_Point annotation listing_
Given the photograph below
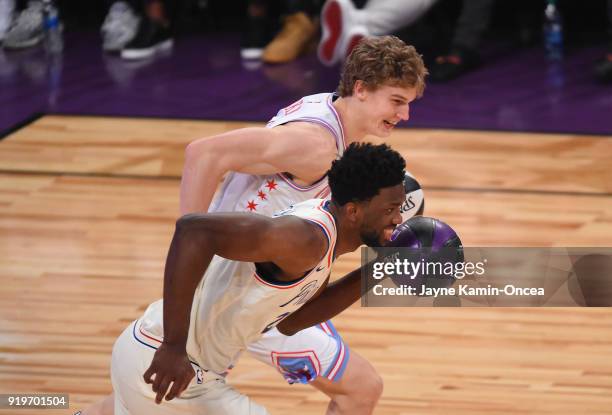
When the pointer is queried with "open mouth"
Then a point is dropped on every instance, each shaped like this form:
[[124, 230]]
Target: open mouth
[[387, 233]]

_TO BE DONE_
Rewrite the listing above, changing "instance" to "occurrence" and keeping every other line the same. Leave out the picture lines.

_RESPONSE_
Given the photograph below
When the pointer is queried with "open mouth"
Then a point is dropped on every occurrence, each shaped like this form:
[[124, 230]]
Target: open mouth
[[387, 233]]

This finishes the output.